[Saved entries]
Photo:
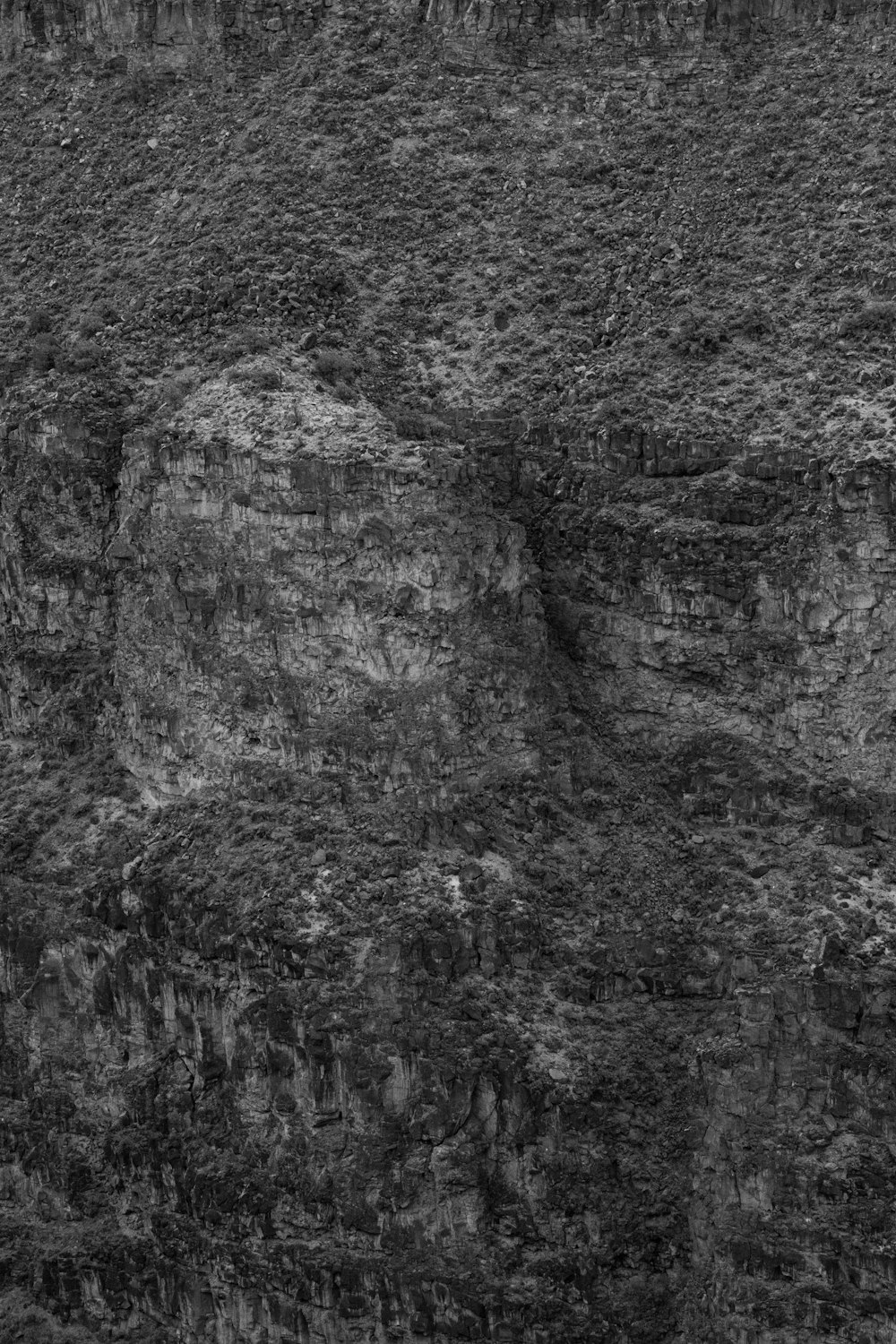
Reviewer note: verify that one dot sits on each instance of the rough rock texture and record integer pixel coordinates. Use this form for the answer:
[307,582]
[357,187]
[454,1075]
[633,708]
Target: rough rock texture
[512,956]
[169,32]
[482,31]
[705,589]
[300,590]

==

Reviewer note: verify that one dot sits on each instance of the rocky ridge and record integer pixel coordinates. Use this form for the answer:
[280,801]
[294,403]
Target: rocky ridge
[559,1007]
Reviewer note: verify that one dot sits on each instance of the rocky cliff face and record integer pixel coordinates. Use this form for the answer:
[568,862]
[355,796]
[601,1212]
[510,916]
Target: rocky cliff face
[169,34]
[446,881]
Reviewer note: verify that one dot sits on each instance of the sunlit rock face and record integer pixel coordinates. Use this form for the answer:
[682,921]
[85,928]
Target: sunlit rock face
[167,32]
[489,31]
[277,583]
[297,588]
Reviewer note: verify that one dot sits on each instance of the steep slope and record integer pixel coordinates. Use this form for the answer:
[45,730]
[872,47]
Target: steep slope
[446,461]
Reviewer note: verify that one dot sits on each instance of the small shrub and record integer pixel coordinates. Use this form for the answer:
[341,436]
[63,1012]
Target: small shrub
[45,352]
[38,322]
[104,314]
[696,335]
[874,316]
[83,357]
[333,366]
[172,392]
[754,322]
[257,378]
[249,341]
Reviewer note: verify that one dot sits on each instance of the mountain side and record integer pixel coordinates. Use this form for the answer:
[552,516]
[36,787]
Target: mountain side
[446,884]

→ YOUR TASK
Where does the string "verify" appear in the records above? Return every line that holds it.

→ ANSWER SECTION
Reviewer note: verify that one dot sits on each instance of the rough rock texture and record integer pixel coordinates. Use this form for the answer:
Reviewer note: verify that one dot sits on each instance of the rocky ridge and record integer pixel coordinates. Use this form for the answer:
Reviewer note: verify that one dot sits on each instance of the rocky cliff face and record integer pixel coordinates. Use this form for the answer:
Reviewer note: verify that one dot sits on each instance of the sunlit rock face and record integer pixel coordinates. Use this form for the answer:
Reviewer note: verify that one dot sits on each instance of the steep slope and record integer pixel coordinates. Use this form for the answer:
Reviewer note: verify that one dot sits on each instance of the small shrub and record integer pixel coordinates. Use this form for the answer:
Reviewer note: verify that one dot sits on each instance of the mountain side and record integer pixel coordinates. Use this form for the answer:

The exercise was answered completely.